▶ **SET EXERCISE**
Repeat the material below exactly, line for line.

▶ **AVAILABLE RECORDS**
■ ■ ■ ■ ■ ■ ■

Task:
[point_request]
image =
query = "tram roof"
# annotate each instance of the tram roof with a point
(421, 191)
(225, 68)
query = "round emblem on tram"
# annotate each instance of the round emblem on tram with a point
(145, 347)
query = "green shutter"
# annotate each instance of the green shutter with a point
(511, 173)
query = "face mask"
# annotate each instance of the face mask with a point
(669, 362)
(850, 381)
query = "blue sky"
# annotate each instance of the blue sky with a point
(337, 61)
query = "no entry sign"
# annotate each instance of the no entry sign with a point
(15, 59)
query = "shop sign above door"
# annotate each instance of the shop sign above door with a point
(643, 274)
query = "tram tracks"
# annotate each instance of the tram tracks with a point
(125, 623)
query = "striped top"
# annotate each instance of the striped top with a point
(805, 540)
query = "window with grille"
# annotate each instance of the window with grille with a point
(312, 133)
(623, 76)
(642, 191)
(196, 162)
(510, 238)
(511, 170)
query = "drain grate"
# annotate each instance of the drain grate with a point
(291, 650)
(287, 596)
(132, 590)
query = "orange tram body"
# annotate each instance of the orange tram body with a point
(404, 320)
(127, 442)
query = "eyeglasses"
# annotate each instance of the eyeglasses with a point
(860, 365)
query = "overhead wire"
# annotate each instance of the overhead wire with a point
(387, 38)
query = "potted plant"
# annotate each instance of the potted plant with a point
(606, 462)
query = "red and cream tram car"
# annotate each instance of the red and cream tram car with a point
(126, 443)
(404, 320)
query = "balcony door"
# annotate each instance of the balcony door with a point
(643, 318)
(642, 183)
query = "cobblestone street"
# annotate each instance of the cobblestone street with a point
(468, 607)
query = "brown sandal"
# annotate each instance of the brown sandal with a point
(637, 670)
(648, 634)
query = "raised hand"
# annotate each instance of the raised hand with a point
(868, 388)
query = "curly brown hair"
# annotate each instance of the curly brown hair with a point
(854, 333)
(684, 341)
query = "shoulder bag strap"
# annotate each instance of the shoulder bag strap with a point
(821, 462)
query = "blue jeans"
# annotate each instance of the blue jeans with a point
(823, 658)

■ ■ ■ ■ ■ ■ ■

▶ **RESPONSE**
Task:
[point_request]
image =
query = "tram roof"
# annotate each instance of the tram roof with a point
(421, 191)
(225, 68)
query = "round emblem on tram"
# annotate each instance of the round emblem on tram with a point
(145, 347)
query = "green shutter"
# annotate each instance of the green shutter with a point
(511, 173)
query = "face mask"
# annotate each instance of the face mask with a point
(669, 362)
(850, 381)
query = "blue sky"
# annotate each instance of the blue sky with a point
(337, 61)
query = "no entry sign"
# annotate each instance of the no entry sign with a point
(15, 59)
query = "shop sign above door"
# annotate each instance of the shop sign above door with a point
(643, 274)
query = "tram tracks"
# annotate each instance of the tram tracks with a point
(125, 623)
query = "striped top"
# annotate each instance of the striped top with a point
(805, 540)
query = "window with grille"
# annotate each instance of the window with grille with a point
(312, 133)
(623, 76)
(642, 191)
(196, 162)
(510, 238)
(511, 170)
query = "drain grate"
# annotate each instance of the drain grate with a point
(291, 650)
(287, 596)
(132, 590)
query = "orange tram body"
# annotate each instance of the orange tram body with a point
(404, 320)
(127, 442)
query = "eyeglasses"
# annotate each instance of the eyeglasses with a point
(860, 365)
query = "overhead wire"
# annotate each instance of the overhead wire with a point
(387, 38)
query = "potted plant"
# annotate each instance of the potted plant with a point
(606, 462)
query = "red and cream tram car"
# annotate each instance of the red and cream tram car with a point
(126, 443)
(404, 320)
query = "balcony door"
# annotate each instance of the balcony door with a point
(643, 318)
(642, 183)
query = "cobblestone street"
# annotate each instance of the cobblestone street with a point
(468, 607)
query = "brown sandal"
# annotate each instance of the brown sandal with a point
(637, 670)
(648, 634)
query = "raised hand"
# annotate each instance of the raised hand with a point
(868, 388)
query = "curly brown hair"
# annotate each instance of the curly brown hair with a point
(854, 333)
(684, 341)
query = "shoulder bag strap"
# annotate each instance of the shoulder bag strap with a point
(821, 462)
query = "blue jeans"
# annotate each instance of the blue jeans with a point
(823, 658)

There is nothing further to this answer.